Information given ->
※ ※ ※
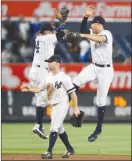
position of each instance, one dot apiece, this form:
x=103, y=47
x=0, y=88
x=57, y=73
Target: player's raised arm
x=27, y=88
x=85, y=27
x=96, y=38
x=75, y=103
x=61, y=15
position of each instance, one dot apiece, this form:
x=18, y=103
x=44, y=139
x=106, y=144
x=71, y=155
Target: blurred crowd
x=17, y=44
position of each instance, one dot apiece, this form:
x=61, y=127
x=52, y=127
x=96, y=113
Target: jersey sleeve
x=52, y=38
x=108, y=35
x=68, y=85
x=42, y=85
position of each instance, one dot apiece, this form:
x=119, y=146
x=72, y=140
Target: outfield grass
x=114, y=140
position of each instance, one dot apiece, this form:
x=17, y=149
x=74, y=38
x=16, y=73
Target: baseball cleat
x=68, y=153
x=94, y=136
x=40, y=132
x=47, y=155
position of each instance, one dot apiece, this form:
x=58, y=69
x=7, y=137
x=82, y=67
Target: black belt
x=39, y=66
x=101, y=65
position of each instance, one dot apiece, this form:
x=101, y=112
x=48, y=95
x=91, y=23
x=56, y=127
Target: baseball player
x=59, y=86
x=101, y=68
x=44, y=48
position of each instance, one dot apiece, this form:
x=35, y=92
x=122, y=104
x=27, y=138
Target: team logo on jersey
x=58, y=84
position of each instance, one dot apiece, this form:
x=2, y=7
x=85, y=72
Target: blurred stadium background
x=20, y=23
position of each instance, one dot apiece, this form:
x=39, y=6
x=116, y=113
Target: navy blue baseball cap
x=54, y=58
x=46, y=26
x=98, y=19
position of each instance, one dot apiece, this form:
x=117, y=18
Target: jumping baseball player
x=59, y=86
x=101, y=68
x=44, y=49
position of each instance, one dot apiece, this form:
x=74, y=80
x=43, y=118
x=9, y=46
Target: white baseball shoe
x=39, y=131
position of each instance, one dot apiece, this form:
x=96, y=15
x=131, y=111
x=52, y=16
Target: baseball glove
x=64, y=12
x=77, y=121
x=73, y=38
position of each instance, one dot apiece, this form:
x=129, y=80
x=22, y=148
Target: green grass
x=114, y=140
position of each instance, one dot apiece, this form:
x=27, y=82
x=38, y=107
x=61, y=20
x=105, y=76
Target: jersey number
x=37, y=47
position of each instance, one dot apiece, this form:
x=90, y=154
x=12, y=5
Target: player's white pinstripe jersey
x=62, y=87
x=102, y=51
x=44, y=48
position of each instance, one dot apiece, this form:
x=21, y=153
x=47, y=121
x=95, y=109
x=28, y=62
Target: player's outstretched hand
x=24, y=90
x=57, y=14
x=90, y=11
x=23, y=86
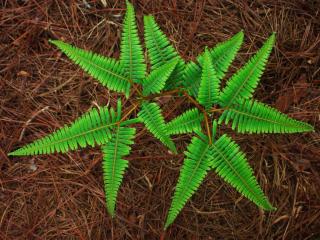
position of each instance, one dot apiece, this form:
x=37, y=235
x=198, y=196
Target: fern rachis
x=199, y=82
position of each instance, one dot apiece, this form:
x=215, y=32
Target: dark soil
x=61, y=196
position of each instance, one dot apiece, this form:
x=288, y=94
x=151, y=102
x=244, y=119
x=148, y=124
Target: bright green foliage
x=223, y=54
x=160, y=51
x=243, y=83
x=209, y=85
x=192, y=78
x=91, y=129
x=151, y=116
x=131, y=56
x=231, y=164
x=155, y=82
x=193, y=171
x=106, y=70
x=201, y=80
x=250, y=116
x=187, y=122
x=221, y=57
x=214, y=129
x=113, y=163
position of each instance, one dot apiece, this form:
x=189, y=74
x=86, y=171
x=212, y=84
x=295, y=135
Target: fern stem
x=204, y=113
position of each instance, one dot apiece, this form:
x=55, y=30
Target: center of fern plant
x=200, y=83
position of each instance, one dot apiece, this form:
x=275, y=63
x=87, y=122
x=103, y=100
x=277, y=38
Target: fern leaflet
x=155, y=82
x=151, y=116
x=209, y=85
x=250, y=116
x=92, y=128
x=243, y=83
x=160, y=51
x=221, y=57
x=192, y=173
x=187, y=122
x=106, y=70
x=223, y=54
x=231, y=164
x=113, y=163
x=131, y=56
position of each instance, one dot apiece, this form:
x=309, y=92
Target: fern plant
x=200, y=83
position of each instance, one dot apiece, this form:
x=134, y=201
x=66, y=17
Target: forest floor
x=61, y=196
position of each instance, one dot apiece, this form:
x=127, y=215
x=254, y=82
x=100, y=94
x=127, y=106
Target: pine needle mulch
x=61, y=196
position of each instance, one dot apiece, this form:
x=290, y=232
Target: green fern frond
x=160, y=51
x=155, y=82
x=106, y=70
x=192, y=78
x=223, y=54
x=187, y=122
x=250, y=116
x=231, y=164
x=113, y=163
x=221, y=57
x=131, y=56
x=214, y=129
x=151, y=116
x=91, y=128
x=243, y=83
x=209, y=85
x=193, y=171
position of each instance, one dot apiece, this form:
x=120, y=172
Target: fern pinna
x=198, y=82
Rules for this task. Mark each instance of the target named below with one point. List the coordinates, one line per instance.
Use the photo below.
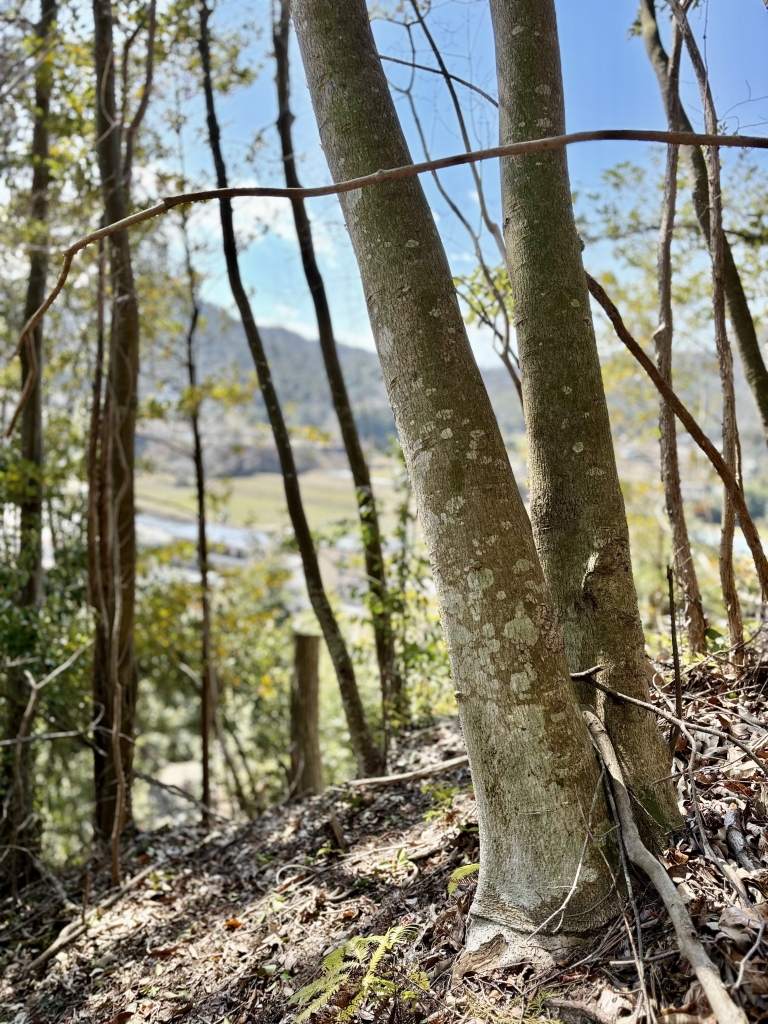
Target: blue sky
(608, 84)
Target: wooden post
(306, 766)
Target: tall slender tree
(577, 508)
(738, 309)
(534, 773)
(391, 683)
(366, 751)
(725, 356)
(685, 569)
(19, 835)
(115, 678)
(207, 676)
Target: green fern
(459, 873)
(341, 970)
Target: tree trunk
(577, 508)
(534, 774)
(206, 675)
(391, 682)
(115, 679)
(725, 356)
(18, 828)
(369, 757)
(686, 572)
(306, 766)
(738, 309)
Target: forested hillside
(384, 485)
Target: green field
(259, 500)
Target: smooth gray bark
(393, 698)
(686, 572)
(534, 774)
(725, 356)
(577, 508)
(19, 830)
(306, 765)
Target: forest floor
(225, 924)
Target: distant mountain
(241, 440)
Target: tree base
(492, 945)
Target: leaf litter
(231, 924)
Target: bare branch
(724, 472)
(377, 177)
(454, 78)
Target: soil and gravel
(223, 924)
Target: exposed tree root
(722, 1005)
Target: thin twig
(723, 470)
(438, 71)
(691, 947)
(377, 177)
(675, 659)
(753, 949)
(590, 674)
(408, 776)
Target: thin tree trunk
(206, 675)
(686, 572)
(369, 757)
(115, 679)
(725, 357)
(391, 683)
(738, 309)
(577, 508)
(17, 820)
(534, 775)
(306, 766)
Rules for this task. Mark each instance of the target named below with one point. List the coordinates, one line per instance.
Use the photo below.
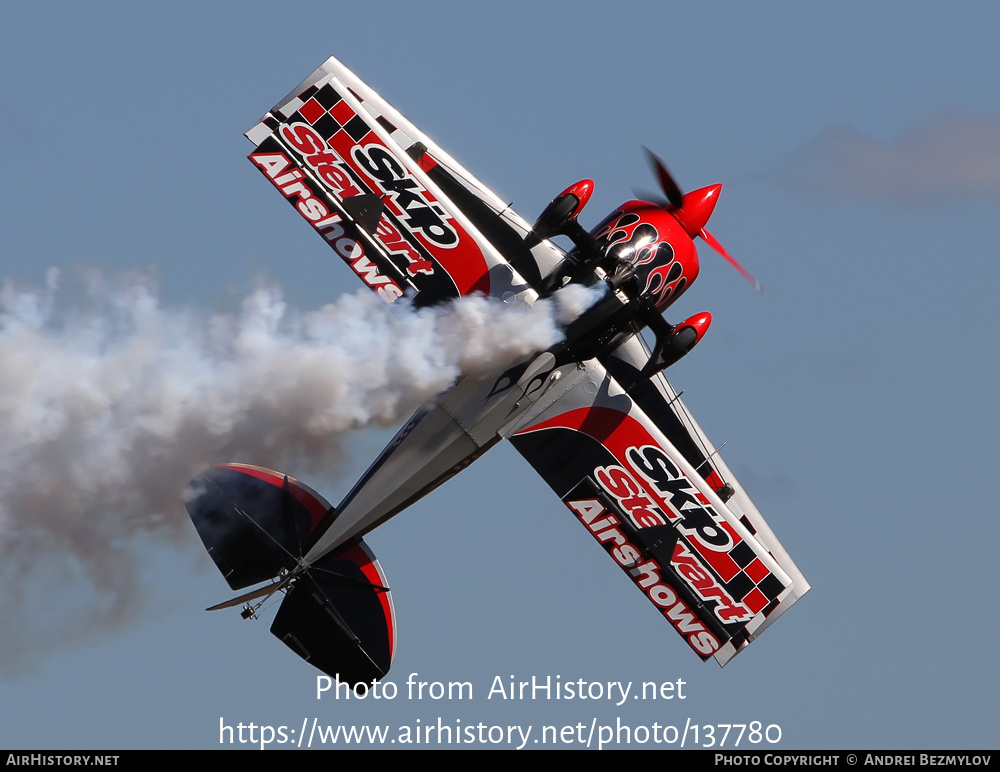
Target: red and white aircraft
(593, 415)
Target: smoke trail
(107, 411)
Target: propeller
(693, 212)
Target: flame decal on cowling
(638, 243)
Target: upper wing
(712, 567)
(400, 211)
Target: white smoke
(109, 407)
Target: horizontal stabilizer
(338, 616)
(253, 521)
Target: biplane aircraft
(594, 415)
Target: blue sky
(859, 146)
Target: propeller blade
(667, 183)
(711, 241)
(649, 196)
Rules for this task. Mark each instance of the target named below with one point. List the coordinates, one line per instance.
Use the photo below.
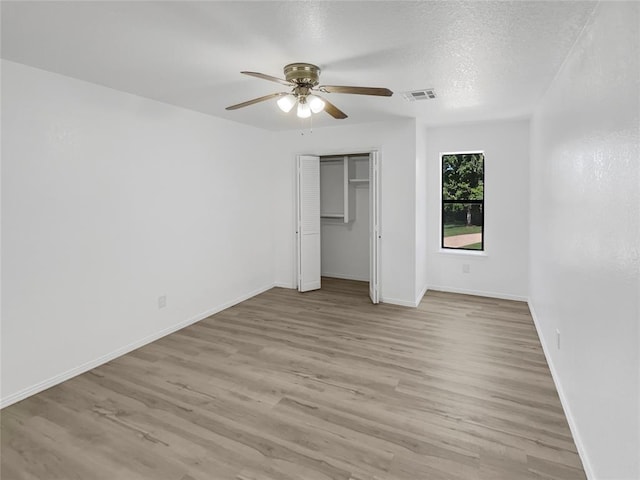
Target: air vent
(426, 94)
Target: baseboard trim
(421, 294)
(85, 367)
(479, 293)
(399, 301)
(345, 277)
(563, 399)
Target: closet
(337, 219)
(344, 216)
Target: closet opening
(338, 227)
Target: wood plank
(318, 386)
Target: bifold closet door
(374, 227)
(308, 228)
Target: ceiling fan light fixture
(287, 103)
(316, 103)
(304, 111)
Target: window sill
(467, 253)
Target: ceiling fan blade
(268, 77)
(381, 92)
(256, 100)
(332, 110)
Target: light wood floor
(314, 386)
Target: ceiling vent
(426, 94)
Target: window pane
(463, 176)
(462, 226)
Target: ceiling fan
(303, 78)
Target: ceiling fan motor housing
(302, 74)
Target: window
(463, 201)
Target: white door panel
(374, 227)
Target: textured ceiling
(486, 60)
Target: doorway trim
(373, 152)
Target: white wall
(396, 143)
(108, 201)
(422, 203)
(585, 238)
(345, 246)
(503, 271)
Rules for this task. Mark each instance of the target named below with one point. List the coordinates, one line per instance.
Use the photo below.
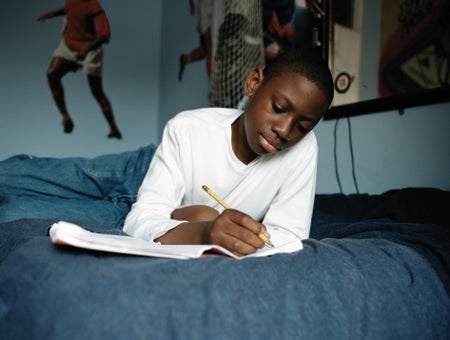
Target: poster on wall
(415, 46)
(236, 36)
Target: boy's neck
(239, 142)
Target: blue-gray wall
(141, 66)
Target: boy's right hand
(236, 231)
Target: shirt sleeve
(101, 26)
(292, 207)
(161, 192)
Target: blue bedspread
(375, 267)
(371, 279)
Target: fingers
(237, 232)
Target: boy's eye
(303, 128)
(276, 108)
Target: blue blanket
(375, 267)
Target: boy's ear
(254, 79)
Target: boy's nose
(283, 128)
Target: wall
(30, 122)
(390, 151)
(141, 66)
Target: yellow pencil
(226, 206)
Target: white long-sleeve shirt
(276, 189)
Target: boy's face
(280, 112)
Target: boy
(262, 162)
(86, 30)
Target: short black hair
(311, 66)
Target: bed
(374, 267)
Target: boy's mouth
(267, 145)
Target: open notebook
(65, 233)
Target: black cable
(351, 154)
(336, 171)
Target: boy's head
(310, 66)
(286, 100)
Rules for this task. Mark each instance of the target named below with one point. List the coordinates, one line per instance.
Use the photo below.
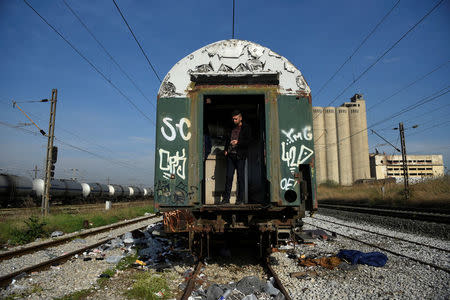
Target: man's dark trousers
(234, 163)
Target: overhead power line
(117, 162)
(92, 65)
(107, 53)
(386, 52)
(408, 85)
(418, 103)
(356, 50)
(139, 44)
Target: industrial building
(419, 166)
(340, 142)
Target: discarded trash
(114, 259)
(326, 262)
(128, 238)
(225, 295)
(249, 285)
(56, 233)
(318, 233)
(270, 289)
(305, 274)
(80, 241)
(376, 259)
(140, 262)
(250, 297)
(160, 294)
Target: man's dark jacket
(243, 141)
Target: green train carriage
(194, 105)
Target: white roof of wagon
(234, 58)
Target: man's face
(237, 119)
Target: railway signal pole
(404, 160)
(50, 150)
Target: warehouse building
(419, 166)
(340, 142)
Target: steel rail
(382, 234)
(191, 282)
(404, 214)
(6, 279)
(35, 247)
(277, 280)
(385, 249)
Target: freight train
(194, 106)
(16, 191)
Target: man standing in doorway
(236, 151)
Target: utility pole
(35, 171)
(49, 161)
(404, 160)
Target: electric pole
(50, 151)
(404, 160)
(35, 171)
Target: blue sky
(316, 36)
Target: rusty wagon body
(194, 104)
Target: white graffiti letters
(305, 134)
(287, 183)
(175, 164)
(180, 126)
(290, 155)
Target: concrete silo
(320, 161)
(365, 161)
(344, 147)
(331, 144)
(356, 142)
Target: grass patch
(77, 295)
(430, 194)
(147, 285)
(26, 228)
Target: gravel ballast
(400, 278)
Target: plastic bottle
(225, 295)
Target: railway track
(113, 230)
(409, 249)
(201, 265)
(14, 211)
(404, 214)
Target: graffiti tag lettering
(287, 183)
(305, 134)
(290, 155)
(184, 122)
(172, 164)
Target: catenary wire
(408, 85)
(357, 49)
(386, 52)
(92, 65)
(108, 54)
(117, 162)
(139, 44)
(421, 102)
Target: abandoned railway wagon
(195, 103)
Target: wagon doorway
(217, 124)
※ ※ ※
Work item ->
The answer must consist solely of the lines from the first line of the records through the line containing "x=71, y=155", reproduced exactly and without the pictures.

Written response ->
position of each instance, one dot apiece, this form:
x=103, y=47
x=0, y=88
x=57, y=73
Target: player's raised arm
x=27, y=88
x=85, y=27
x=96, y=38
x=75, y=103
x=61, y=15
position of each instance, one dot apiece, this form:
x=18, y=103
x=44, y=139
x=106, y=144
x=71, y=155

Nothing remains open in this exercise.